Deine Aufgabe |
Schreib alle Personen auf, die im Text über Eric Rohmer mit Namen genannt werden.

Einleitung:
Er war zentraler Mitbegründer der Nouvelle Vague und wird dennoch viel zu oft vergessen. Seine Inszenierung war zurückhaltend und unscheinbar, nichtsdestotrotz vermochte er dadurch das Innenleben seiner Figuren so präzise freizulegen wie kaum ein anderer. Die ambivalenten Charaktere und die von lokalen und temporalen Verhältnissen losgelösten Geschichten verleihen seinen Werken etwas Zeitloses. Die Rede ist von Eric Rohmer, dem 2010 verstorbenen Regisseur, der oftmals im Schatten von Godard und Truffaut zu verschwinden drohte. Fälschlicherweise, denn seine Filme sind ähnlich gelungen, wichtig und einflussreich. STUDIOCANAL nahm sich nun dem Regisseur an und bündelte zehn seiner essentiellsten Filme zu einer DVD-Box, die seit dem 12. Mai im deutschen Handel erhältlich ist.

Gespeicherte Einträge
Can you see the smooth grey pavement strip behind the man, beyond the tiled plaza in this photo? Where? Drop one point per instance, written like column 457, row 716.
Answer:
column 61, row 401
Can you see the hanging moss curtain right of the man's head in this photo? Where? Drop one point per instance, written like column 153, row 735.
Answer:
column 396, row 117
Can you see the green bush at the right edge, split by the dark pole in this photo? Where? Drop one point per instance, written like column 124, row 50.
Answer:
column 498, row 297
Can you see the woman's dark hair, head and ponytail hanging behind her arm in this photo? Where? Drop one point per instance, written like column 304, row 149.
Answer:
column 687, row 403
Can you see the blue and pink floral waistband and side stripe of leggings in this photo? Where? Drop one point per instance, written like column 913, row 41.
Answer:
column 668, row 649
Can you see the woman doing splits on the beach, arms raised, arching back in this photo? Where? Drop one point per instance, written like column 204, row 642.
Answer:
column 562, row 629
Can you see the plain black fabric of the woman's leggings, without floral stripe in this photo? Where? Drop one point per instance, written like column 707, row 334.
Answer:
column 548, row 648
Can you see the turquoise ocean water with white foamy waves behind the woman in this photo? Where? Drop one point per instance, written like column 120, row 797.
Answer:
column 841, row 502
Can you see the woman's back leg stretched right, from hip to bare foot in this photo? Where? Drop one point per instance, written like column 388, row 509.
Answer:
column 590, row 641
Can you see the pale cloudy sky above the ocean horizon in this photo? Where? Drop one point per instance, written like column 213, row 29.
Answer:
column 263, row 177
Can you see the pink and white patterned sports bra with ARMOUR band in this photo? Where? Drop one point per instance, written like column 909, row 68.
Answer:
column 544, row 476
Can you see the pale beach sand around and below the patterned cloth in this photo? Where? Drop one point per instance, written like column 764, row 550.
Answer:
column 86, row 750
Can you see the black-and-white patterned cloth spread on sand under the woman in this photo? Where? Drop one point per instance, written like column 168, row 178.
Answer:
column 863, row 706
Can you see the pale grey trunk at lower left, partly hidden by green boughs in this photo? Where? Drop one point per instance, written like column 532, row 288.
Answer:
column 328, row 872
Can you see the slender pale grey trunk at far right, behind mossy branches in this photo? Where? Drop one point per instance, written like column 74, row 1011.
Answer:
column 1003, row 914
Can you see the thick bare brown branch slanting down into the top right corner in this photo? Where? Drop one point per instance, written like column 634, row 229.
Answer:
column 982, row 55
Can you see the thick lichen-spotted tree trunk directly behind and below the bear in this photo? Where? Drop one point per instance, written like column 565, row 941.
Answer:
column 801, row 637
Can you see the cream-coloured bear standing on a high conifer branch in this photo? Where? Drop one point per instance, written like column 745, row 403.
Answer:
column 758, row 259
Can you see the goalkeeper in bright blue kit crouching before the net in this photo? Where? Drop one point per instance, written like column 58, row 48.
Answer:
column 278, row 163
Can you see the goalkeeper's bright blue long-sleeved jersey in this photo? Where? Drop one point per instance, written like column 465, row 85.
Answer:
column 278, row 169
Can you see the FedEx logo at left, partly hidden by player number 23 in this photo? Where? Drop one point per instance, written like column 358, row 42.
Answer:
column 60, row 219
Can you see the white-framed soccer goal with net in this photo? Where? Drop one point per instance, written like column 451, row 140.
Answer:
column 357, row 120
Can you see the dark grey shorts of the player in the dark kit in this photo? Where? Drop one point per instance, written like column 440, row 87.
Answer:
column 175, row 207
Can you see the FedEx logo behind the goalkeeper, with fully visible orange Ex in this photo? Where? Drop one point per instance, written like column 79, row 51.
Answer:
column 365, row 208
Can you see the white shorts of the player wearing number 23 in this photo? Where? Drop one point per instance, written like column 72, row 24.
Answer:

Lösung |
- Eric Rohmer
- Godard
- Truffaut